*What you should do:* Extend the article on Fred's Inc. by a few paragraphs, picking up right after its final sentence.

***** Reading text *****

Retail of the Times
Mar./Apr. 2009
A downturn becomes an uptick for Fred's Inc.
When Memphis-based discount retailer Fred's Inc. announced good news concerning price gains last winter, it wasn't an unexpected holiday gift to company executives. Jerry Shore, executive vice president and CFO, noted that the upturn was to be expected. The company hit its own downturn--ushered in by the national economic quagmire--a few years back, when gas prices first began scorching into the stratosphere and pummeling the lower economic consumer. But since then, well, consumers do not turn to Neiman Marcus in times of economic distress.
"We benefited from people staying closer to home and choosing the discount retailers over the department stores and other retail outlets," Shore says.
So, it turns out, a slumping economy does benefit some businesses. Four, to be exact, in the case of Tennessee. As of the last quarter of 2008, Shore says that was the number of businesses in the state that posted positive gains. (Besides Fred's, American Service Group, Kirkland's Inc., and experimental drug developer, GTx Inc. also posted gains.)
Fred's buoyant stock doesn't mean the company's development has progressed swimmingly over the past couple years. In 2007, the company found itself in the throws of a daunting expansion that reached far afield from its traditional bases such as hometown Memphis. The chain looked to be challenging some national chains in many markets, but by the fourth quarter, executives were reconsidering this growth strategy and looking for alternatives with the assistance of Merrill Lynch.
"We were looking because we had reached a point at which we were not performing where we thought we needed to, so we chose the alternative of running the model that we had in place," Shore explains. "Changes came in the way of more conservative growth, closing underperforming stores and pharmacies, and preserving capital."

***** Given data *****

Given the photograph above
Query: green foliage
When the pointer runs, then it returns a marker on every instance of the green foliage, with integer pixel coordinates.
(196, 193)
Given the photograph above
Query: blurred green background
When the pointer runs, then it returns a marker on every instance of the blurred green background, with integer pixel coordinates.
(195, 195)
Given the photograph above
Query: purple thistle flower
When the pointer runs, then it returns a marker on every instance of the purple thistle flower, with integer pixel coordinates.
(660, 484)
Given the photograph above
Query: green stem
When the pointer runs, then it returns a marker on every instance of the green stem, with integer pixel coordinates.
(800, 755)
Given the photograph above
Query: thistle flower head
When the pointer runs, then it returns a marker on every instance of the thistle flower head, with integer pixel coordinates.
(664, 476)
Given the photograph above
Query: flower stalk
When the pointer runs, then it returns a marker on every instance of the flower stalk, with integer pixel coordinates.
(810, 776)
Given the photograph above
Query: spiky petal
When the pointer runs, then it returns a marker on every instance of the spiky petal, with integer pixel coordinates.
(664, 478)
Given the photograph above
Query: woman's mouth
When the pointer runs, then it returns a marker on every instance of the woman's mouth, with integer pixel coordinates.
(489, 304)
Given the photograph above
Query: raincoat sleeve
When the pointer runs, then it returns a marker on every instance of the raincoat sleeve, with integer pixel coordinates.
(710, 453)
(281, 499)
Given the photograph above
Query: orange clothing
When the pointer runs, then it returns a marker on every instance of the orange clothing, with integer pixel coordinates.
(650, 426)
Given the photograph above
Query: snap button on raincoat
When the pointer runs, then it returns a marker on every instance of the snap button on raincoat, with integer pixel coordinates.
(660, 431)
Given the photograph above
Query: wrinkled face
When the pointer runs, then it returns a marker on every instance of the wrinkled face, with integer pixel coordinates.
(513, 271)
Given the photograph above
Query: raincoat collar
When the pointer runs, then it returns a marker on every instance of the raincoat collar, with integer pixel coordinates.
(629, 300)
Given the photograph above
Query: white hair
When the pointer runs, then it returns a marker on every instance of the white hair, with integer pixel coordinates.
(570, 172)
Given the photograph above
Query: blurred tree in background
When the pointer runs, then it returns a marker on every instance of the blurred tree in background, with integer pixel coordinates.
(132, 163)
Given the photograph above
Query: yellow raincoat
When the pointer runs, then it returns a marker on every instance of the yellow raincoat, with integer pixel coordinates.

*****

*Output for this task:*
Morgan Keegan analyst John Lawrence says that while Fred's position in discount wares is a positive factor for its over-achieving performance, it's a healthy stock and balance sheet that really gives the Memphis company buoyancy in treacherous economic waters.
"We think some of the players and industry participants are functioning better," says Lawrence, noting Fred's and Wal-Mart in particular.
It remains to be seen if Fred's will take up its former expansionist ways, but Shore says the company expects to accelerate growth in the future, with a caveat: No longer will Fred's press to open more stores just because it has the money to do so.
"Growth will be predicated on the profitability of the new model," he says, noting specifically that growth "will be conservative in 2009, but in 2010 and on, it will be evaluated with the success of the model."
Thus far, a branding boost from a new color scheme and growth plan has not helped the company increase its average transaction amount, Shore says, but it has helped maintain a respectable growth in traffic.
And yes, it does help that a flagging economy keeps consumers closer and on the lookout for discounts.